Question 2: How stable is your schema?

VERY STABLE → PostgreSQL

• Well-defined entities
• Clear field types
• Rare schema changes
• Strong typing needed

EVOLVING → MongoDB

• Prototyping phase
• Frequently adding fields
• Different record structures
• Flexible modeling

SCHEMA-OPTIONAL → Neo4j

• Relationships more important than structure
• Dynamic properties
• Graph structure evolves

Question 3: How is data accessed?

BY KEY/ID → PostgreSQL or MongoDB

• User by email
• Product by SKU
• Order by ID

BY TRAVERSAL → Neo4j

• Friends of friends
• Shortest path
• Recommendations

BY CONTENT/QUERY → MongoDB

• Full-text search
• Filtering nested documents
• Flexible queries on varying fields

Question 4: Do you need strong consistency?

ABSOLUTE → PostgreSQL

• Financial transactions
• ACID guarantees
• Multi-step operations

EVENTUAL OKAY → MongoDB or Neo4j

• Content updates
• Social interactions
• Non-critical data

Question 5: Is data naturally nested?

YES → MongoDB

• Posts with comments
• Orders with line items
• Documents with metadata

NO → PostgreSQL

• Flat entities
• Many-to-many relationships
• Normalized structure

---

Real-World Examples

Example 1: Social Application (WorkWise)

Supabase (PostgreSQL):

• User authentication and profiles
• Organization/company records
• Subscription billing
• Audit logs

Neo4j:

• Social connections (followers, following)
• Content interactions (likes, shares)
• Recommendation engine
• Activity feed generation

MongoDB:

• User-generated posts/content
• Comments and nested discussions
• Rich media metadata
• Activity logs with flexible structure

Why All Three?:

• Auth needs ACID (Supabase)
• Social graph needs traversal (Neo4j)
• Posts need flexible schema (MongoDB)
• User lookups fast in PG
• "People you may know" fast in Neo4j
• Content queries flexible in MongoDB

Example 2: Learning Platform (Rhea)

Supabase (PostgreSQL):

• User accounts and enrollment
• Payment transactions
• Progress tracking (completion %)
• Subscriptions

Neo4j:

• Course prerequisites and dependencies
• Learning path recommendations
• Skill relationships
• "What should I learn next?" queries

MongoDB:

• Course content (lessons, modules)
• Rich lesson materials (videos, exercises, notes)
• Student submissions and feedback
• Curriculum templates

Why All Three?:

• Enrollment is transactional (Supabase)
• Prerequisites are graph traversal (Neo4j)
• Course content is nested documents (MongoDB)
• Payment requires ACID (PG)
• Learning paths require traversal (Neo4j)
• Lessons have varying structures (MongoDB)

Example 3: E-commerce Platform

Supabase (PostgreSQL):

• User accounts
• Order transactions
• Inventory counts
• Payment records

Neo4j:

• Product recommendations
• "Customers who bought X also bought Y"

STATED PROBLEM 1: Gather every line of the entries below that contains the word "distant".

DATASET ROWS:

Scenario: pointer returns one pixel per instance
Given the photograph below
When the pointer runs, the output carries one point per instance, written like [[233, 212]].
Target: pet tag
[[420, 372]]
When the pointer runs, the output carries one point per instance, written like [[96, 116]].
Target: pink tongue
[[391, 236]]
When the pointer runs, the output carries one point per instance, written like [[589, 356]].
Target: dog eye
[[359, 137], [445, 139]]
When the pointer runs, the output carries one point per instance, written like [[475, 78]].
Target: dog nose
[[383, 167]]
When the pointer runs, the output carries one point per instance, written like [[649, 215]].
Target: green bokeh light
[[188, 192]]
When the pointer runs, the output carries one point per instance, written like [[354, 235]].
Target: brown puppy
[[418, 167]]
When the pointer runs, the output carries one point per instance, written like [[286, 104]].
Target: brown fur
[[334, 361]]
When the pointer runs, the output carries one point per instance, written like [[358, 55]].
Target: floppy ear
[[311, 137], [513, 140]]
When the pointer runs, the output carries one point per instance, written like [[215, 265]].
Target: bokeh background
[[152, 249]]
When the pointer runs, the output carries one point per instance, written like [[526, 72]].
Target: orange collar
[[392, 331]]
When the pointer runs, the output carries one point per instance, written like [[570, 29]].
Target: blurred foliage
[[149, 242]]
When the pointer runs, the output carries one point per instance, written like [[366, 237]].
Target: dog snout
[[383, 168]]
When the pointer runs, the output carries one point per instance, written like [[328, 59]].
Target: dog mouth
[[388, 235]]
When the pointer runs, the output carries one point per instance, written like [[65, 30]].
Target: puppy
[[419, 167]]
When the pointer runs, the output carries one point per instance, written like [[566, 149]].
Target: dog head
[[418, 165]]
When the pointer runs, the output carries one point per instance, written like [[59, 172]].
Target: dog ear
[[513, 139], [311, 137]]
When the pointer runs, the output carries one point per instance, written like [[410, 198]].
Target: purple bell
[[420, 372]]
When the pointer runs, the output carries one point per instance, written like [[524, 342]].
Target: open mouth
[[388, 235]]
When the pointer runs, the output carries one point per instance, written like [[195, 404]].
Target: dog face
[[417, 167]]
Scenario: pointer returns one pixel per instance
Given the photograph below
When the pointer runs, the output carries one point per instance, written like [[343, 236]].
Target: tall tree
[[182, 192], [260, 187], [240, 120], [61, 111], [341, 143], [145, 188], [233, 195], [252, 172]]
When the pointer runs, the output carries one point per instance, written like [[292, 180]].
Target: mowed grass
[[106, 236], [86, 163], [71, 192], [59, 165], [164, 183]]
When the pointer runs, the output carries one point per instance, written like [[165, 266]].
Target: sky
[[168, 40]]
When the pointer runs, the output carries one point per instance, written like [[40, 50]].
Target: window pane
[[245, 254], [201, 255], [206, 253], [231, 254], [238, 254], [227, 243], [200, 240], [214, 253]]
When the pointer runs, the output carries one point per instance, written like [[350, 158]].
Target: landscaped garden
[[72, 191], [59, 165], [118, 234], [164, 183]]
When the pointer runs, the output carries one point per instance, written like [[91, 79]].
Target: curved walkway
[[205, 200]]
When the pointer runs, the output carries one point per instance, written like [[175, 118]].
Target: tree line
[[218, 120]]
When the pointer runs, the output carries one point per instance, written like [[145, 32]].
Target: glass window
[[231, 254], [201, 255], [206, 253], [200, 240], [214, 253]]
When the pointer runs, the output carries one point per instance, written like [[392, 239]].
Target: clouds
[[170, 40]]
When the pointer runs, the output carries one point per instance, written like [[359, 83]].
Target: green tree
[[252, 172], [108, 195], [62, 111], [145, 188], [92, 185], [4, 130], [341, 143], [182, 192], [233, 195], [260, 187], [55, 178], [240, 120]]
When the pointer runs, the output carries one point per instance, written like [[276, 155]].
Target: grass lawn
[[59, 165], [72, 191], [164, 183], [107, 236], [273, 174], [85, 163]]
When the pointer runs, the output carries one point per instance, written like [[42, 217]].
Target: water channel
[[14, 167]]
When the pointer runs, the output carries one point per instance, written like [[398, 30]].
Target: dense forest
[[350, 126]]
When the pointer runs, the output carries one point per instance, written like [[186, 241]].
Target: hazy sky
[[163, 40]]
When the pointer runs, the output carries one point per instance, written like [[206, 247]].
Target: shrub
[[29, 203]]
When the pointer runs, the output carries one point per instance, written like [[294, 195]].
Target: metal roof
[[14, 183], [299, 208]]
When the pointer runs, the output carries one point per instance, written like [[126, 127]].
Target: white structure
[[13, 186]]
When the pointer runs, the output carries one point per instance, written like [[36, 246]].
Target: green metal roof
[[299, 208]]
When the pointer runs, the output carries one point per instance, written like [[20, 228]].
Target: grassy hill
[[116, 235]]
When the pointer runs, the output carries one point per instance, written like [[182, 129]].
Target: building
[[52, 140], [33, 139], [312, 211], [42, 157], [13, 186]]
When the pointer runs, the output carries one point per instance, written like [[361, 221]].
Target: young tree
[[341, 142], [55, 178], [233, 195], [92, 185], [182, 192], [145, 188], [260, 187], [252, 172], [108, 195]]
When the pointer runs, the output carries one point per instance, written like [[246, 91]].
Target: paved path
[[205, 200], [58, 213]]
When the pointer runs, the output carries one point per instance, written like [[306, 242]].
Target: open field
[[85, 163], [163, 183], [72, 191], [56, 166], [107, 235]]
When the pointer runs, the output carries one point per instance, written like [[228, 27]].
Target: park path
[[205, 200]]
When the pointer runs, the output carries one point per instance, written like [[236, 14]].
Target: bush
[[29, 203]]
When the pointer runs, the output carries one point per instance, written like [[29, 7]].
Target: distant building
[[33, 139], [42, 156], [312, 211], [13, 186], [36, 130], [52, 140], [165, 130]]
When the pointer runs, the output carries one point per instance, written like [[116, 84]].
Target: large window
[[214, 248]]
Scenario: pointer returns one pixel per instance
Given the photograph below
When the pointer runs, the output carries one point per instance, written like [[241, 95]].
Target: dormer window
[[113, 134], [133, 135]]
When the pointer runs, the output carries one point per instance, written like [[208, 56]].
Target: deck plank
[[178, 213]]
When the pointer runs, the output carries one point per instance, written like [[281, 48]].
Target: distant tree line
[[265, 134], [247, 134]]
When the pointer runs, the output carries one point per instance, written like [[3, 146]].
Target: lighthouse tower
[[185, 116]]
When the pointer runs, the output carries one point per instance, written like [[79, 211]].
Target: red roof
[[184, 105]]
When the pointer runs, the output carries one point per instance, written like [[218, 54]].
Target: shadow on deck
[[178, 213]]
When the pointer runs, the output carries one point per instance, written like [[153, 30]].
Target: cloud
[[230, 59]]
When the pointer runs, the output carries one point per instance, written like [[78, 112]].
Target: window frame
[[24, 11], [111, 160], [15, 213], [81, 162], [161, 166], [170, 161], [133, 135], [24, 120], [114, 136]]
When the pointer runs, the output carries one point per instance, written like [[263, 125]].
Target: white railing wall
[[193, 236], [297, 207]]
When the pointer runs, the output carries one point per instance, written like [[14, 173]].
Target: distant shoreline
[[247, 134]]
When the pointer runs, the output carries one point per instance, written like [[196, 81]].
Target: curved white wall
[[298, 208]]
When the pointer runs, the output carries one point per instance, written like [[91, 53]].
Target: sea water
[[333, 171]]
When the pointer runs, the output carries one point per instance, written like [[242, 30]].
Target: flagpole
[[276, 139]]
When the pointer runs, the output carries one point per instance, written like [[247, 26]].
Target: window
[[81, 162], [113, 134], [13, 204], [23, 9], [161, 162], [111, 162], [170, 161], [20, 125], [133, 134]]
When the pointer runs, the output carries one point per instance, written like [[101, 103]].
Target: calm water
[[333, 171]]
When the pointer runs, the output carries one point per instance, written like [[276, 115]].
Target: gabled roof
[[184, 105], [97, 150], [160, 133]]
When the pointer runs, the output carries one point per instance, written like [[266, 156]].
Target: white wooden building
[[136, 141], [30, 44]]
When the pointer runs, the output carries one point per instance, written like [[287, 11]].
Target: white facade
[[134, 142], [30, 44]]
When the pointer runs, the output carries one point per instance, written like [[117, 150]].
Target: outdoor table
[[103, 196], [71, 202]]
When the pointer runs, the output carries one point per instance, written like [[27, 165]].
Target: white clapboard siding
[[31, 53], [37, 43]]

STATED PROBLEM 2: Reproduce the database guide above word for word, from "ABSOLUTE → PostgreSQL" up to and including "data naturally nested?".

COMPLETE ANSWER 1:
Target: distant building
Target: distant tree line
Target: distant shoreline

COMPLETE ANSWER 2:
ABSOLUTE → PostgreSQL

• Financial transactions
• ACID guarantees
• Multi-step operations

EVENTUAL OKAY → MongoDB or Neo4j

• Content updates
• Social interactions
• Non-critical data

Question 5: Is data naturally nested?